What is being asked -> Rewrite the records below with "drop a single marker" replaced by "place one point" everywhere, and keep everything else the same.

####

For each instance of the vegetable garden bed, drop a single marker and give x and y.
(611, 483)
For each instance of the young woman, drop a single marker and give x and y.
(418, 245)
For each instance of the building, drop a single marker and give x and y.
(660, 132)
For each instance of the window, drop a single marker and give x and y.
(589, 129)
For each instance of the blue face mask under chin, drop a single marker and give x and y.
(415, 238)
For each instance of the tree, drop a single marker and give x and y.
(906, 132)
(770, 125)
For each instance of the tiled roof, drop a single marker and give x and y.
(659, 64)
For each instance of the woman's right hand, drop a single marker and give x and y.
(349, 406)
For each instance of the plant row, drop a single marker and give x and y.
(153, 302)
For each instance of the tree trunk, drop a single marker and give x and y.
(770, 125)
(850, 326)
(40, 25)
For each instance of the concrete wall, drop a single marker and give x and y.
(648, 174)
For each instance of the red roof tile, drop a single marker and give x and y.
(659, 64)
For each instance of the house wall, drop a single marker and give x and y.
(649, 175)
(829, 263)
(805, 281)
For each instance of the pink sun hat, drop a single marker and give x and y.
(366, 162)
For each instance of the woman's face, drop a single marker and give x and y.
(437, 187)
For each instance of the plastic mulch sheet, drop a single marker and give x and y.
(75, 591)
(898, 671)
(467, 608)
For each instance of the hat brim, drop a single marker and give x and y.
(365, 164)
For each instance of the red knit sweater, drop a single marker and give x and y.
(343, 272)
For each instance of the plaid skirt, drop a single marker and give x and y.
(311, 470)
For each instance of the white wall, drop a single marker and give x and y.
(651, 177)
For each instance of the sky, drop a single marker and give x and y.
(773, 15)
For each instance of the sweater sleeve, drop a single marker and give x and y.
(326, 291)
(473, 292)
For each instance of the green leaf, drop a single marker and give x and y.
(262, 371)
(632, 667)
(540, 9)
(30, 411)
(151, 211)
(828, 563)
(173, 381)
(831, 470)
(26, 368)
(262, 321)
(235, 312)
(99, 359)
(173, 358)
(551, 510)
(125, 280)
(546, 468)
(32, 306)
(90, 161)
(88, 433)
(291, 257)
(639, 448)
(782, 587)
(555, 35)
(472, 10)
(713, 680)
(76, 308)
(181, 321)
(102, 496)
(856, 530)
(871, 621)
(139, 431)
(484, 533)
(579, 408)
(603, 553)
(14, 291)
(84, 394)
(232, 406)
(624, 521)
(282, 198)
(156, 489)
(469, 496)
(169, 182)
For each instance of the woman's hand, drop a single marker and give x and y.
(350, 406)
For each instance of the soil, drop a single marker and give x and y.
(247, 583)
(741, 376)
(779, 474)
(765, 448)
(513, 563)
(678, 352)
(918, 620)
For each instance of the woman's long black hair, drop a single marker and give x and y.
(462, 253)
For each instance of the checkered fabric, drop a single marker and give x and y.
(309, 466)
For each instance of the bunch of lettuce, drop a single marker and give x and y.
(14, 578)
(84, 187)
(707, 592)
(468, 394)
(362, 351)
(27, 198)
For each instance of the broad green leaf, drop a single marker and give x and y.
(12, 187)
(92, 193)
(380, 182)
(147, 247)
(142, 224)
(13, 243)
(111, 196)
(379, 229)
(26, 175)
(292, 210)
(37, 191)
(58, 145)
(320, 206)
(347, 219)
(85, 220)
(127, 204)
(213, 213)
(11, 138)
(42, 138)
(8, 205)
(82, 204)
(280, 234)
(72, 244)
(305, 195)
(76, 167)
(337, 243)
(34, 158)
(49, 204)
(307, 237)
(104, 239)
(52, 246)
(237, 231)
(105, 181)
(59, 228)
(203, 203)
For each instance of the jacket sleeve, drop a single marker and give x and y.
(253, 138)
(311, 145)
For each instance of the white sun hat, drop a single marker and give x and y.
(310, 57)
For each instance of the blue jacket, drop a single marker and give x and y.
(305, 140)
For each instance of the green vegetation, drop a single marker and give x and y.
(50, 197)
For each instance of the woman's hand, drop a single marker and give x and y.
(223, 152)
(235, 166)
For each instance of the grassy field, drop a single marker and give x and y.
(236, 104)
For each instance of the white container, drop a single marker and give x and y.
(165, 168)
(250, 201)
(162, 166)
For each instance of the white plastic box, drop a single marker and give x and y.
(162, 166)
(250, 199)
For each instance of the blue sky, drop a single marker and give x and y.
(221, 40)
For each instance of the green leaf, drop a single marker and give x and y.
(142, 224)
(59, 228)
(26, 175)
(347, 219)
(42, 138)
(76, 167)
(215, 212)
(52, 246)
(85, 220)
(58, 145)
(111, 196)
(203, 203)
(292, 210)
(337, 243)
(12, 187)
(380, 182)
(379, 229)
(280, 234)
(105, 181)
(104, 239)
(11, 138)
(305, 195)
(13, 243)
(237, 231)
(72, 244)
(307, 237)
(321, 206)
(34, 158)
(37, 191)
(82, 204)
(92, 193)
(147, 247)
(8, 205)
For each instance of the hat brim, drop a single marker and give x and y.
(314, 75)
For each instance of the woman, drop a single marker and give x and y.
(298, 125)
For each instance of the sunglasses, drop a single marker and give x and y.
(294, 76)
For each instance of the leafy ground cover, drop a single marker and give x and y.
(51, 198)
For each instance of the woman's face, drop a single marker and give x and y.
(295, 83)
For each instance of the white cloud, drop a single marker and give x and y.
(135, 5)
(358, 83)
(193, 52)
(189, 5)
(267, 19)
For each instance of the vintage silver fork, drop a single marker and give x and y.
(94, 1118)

####

Completed exercise ->
For each instance of the vegetable garden bed, place one point and give x and y.
(611, 483)
For each instance of the young woman, place one point and give x and y.
(418, 245)
For each instance of the building, place one point and give x and y.
(660, 132)
For each instance of the window, place one point and give x and y.
(589, 129)
For each instance of the blue face mask under chin, place one point and give x and y.
(415, 238)
For each instance of the tree, place one point and give x and y.
(906, 132)
(770, 125)
For each instance of the tiled roof, place one point and give x and y.
(659, 64)
For each instance of the woman's right hand, place one point and give x and y.
(349, 406)
For each instance of the plant row, place one point and give x and y.
(153, 302)
For each instance of the tree trunk, place one point and give x and y.
(770, 125)
(850, 326)
(40, 25)
For each instance of the concrete wall, place one point and give x and y.
(648, 174)
For each instance of the red roof tile, place one point and give x and y.
(659, 64)
For each instance of the house wall, place one point and give x and y.
(649, 175)
(829, 263)
(805, 281)
For each instance of the pink sun hat, place one point and give x and y.
(366, 162)
For each instance of the woman's face, place one point and give x and y.
(437, 187)
For each instance of the plastic mulch sheet, place one point and give x and y.
(75, 591)
(898, 671)
(467, 608)
For each instance of the hat brim, place one point and give x and y.
(365, 164)
For each instance of the red knit sweater, place one point and give x and y.
(343, 272)
For each instance of the plaid skirt, place one point and give x and y.
(311, 470)
For each instance of the white wall, place one point and give x and y.
(651, 177)
For each instance of the sky, place one point and give x and y.
(773, 15)
For each instance of the sweater sleeve, place one point and give x and y.
(326, 291)
(473, 292)
For each instance of the green leaf, place one point and give x and y.
(262, 371)
(632, 667)
(540, 9)
(30, 411)
(151, 211)
(828, 563)
(173, 381)
(831, 470)
(26, 368)
(262, 321)
(235, 312)
(99, 359)
(173, 358)
(551, 510)
(125, 280)
(546, 468)
(32, 306)
(90, 161)
(88, 433)
(291, 257)
(639, 448)
(782, 587)
(555, 35)
(472, 10)
(713, 680)
(76, 308)
(181, 321)
(102, 496)
(856, 530)
(871, 621)
(139, 431)
(484, 533)
(579, 408)
(603, 553)
(14, 291)
(84, 394)
(232, 406)
(624, 521)
(282, 198)
(156, 489)
(469, 496)
(169, 182)
For each instance of the woman's hand, place one point and give x and y.
(350, 406)
For each instance of the soil, place one point and give x and y.
(247, 583)
(741, 376)
(779, 474)
(765, 448)
(513, 563)
(678, 352)
(918, 620)
For each instance of the woman's long black hair, place one point and give x and y.
(462, 253)
For each instance of the checkered fabric, place one point and give x and y.
(309, 466)
For each instance of the bunch of lettuce, place one point and give x and y.
(14, 578)
(84, 187)
(707, 592)
(468, 394)
(362, 351)
(27, 198)
For each instance of the broad green leaf, place one point and give x and y.
(12, 187)
(92, 193)
(380, 182)
(147, 247)
(142, 224)
(13, 243)
(111, 196)
(379, 229)
(26, 175)
(292, 210)
(37, 191)
(58, 145)
(320, 206)
(347, 219)
(85, 220)
(127, 204)
(213, 213)
(11, 138)
(42, 138)
(8, 205)
(82, 204)
(280, 234)
(72, 244)
(305, 195)
(76, 167)
(337, 243)
(34, 158)
(49, 204)
(307, 237)
(104, 239)
(52, 246)
(237, 231)
(105, 181)
(59, 228)
(203, 203)
For each instance of the jacket sleeve, place one point and give x and y.
(253, 138)
(311, 145)
For each instance of the white sun hat, place one point and give x and y.
(310, 57)
For each instance of the blue jacket, place one point and give x and y.
(305, 140)
For each instance of the green vegetation, place one point and give x and y.
(50, 197)
For each instance of the woman's hand, place one point and give x and y.
(223, 152)
(235, 166)
For each instance of the grassy field, place one point and give x and y.
(236, 104)
For each instance of the white container, place one point and give x and y.
(165, 168)
(250, 201)
(162, 166)
For each instance of the white plastic box, place one point and give x and y.
(162, 166)
(250, 199)
For each instance of the blue sky, place one point and give x and y.
(221, 40)
For each instance of the green leaf, place one point and give x and y.
(142, 224)
(59, 228)
(26, 175)
(347, 219)
(42, 138)
(76, 167)
(215, 212)
(52, 246)
(85, 220)
(58, 145)
(111, 196)
(203, 203)
(292, 210)
(337, 243)
(12, 187)
(380, 182)
(379, 229)
(280, 234)
(105, 181)
(104, 239)
(11, 138)
(305, 195)
(13, 243)
(237, 231)
(72, 244)
(307, 237)
(321, 206)
(34, 158)
(37, 191)
(82, 204)
(92, 193)
(147, 247)
(8, 205)
For each instance of the hat brim, place one point and give x and y.
(314, 75)
For each instance of the woman, place one point and give x and y.
(298, 125)
For each instance of the sunglasses, place one point and give x and y.
(294, 76)
For each instance of the leafy ground cover, place one point and give x and y.
(51, 198)
For each instance of the woman's face, place one point and give x and y.
(295, 83)
For each instance of the white cloud, place one point and give x and y.
(135, 5)
(358, 83)
(193, 52)
(189, 5)
(267, 19)
For each instance of the vintage silver fork, place one point and give x and y.
(94, 1118)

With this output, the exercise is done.